(Records for the exercise)

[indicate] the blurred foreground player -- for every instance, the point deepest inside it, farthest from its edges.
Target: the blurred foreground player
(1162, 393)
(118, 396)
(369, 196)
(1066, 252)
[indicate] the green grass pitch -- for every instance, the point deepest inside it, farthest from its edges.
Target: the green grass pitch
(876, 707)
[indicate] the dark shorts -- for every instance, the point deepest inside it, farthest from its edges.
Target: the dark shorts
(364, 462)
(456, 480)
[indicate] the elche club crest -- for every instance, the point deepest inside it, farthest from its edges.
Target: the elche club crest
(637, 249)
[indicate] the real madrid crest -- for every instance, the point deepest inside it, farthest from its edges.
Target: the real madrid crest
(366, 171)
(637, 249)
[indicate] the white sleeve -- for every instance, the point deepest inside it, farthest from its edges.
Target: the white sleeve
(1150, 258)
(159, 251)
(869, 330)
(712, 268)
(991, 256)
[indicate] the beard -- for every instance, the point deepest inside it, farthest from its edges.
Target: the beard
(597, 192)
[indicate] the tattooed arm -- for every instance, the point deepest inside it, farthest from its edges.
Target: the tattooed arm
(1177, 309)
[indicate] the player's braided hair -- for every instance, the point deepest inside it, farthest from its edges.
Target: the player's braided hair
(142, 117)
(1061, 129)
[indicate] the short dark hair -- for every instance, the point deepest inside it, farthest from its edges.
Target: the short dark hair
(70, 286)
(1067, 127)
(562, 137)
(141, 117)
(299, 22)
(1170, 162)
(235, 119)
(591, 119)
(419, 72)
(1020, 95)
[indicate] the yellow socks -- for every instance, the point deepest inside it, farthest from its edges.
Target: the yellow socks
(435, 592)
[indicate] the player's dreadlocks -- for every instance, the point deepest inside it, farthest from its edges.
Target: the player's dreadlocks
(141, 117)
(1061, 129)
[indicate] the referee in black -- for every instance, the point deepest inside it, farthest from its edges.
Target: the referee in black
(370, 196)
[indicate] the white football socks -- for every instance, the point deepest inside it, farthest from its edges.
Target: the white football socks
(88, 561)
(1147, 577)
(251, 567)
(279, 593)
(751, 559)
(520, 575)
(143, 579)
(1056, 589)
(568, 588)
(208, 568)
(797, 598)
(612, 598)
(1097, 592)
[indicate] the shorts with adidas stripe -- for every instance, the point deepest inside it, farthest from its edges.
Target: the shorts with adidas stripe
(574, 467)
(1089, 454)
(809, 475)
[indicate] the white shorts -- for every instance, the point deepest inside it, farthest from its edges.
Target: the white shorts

(What you will do) Render every line of the records above as a numbered list, leaving out any blank lines.

(Full output)
1. [indicate] the blurred foreground player -- for every instance, the point deepest inside it, farthest from its edges.
2. Target: the blurred foreground player
3. (1162, 393)
4. (118, 396)
5. (369, 196)
6. (1066, 252)
7. [indicate] the green grass pitch -- for every instance, the point deepest inside it, farthest from its edges.
8. Target: the green grass pitch
9. (876, 707)
10. [indicate] the dark shorts -- for every instance, the point deepest inside it, farthest from its edges.
11. Target: the dark shorts
12. (364, 462)
13. (456, 480)
14. [indicate] the elche club crest -- for every instance, the point deepest inside it, farthest from its edges.
15. Target: the elche club crest
16. (637, 249)
17. [indicate] the real madrid crest -- for every instance, the point deepest inside it, farthest from its edges.
18. Target: the real madrid crest
19. (366, 171)
20. (637, 249)
21. [indicate] the white sleeve -- for every instance, the point deepest inside it, farthest from its edges.
22. Target: the white sleeve
23. (1150, 258)
24. (159, 251)
25. (869, 330)
26. (712, 268)
27. (991, 256)
28. [indicate] the beard -- for every instance, the point deepest inside it, farthest from its edges.
29. Target: the beard
30. (597, 192)
31. [indicate] the tattooed arm -- for every instance, the point deepest inside it, farthest from its edges.
32. Target: the tattooed arm
33. (1177, 309)
34. [indicate] the player's braided hair -- for every instance, the point deepest inside it, farthest from its edges.
35. Target: the player's braided hair
36. (142, 117)
37. (1061, 129)
38. [indicate] the short dark hair -- for every instance, the point deepest inside it, farthest from its edges.
39. Target: the short dark hair
40. (70, 286)
41. (1067, 127)
42. (562, 137)
43. (141, 117)
44. (299, 22)
45. (1170, 162)
46. (235, 119)
47. (591, 119)
48. (419, 72)
49. (1020, 95)
50. [indicate] the yellow socks -- for every instance, the point deepest inside it, farthest from its edges.
51. Target: the yellow socks
52. (435, 592)
53. [indicate] the player's dreadlocks -- for every instance, the point deepest inside it, farthest from its edges.
54. Target: the player's dreadlocks
55. (141, 117)
56. (1061, 129)
57. [indicate] the referee in black -- for every instance, the point deepest inside it, farthest from its edges.
58. Target: the referee in black
59. (370, 196)
60. [indicate] the white football socks -- for every instance, the point deepest inside it, farthest from its edges.
61. Target: the white football socks
62. (88, 561)
63. (1147, 577)
64. (251, 567)
65. (279, 593)
66. (751, 559)
67. (520, 575)
68. (143, 579)
69. (1056, 589)
70. (568, 588)
71. (208, 568)
72. (797, 598)
73. (612, 598)
74. (1097, 592)
75. [indicate] the shorts with adidas stripe -- for every instance, the point deepest inside it, farthest from its edges.
76. Target: the shorts with adidas stripe
77. (574, 467)
78. (1089, 454)
79. (809, 475)
80. [indicate] the white shorts -- for every instance, the point deepest inside it, farthest from its edges.
81. Target: the white shorts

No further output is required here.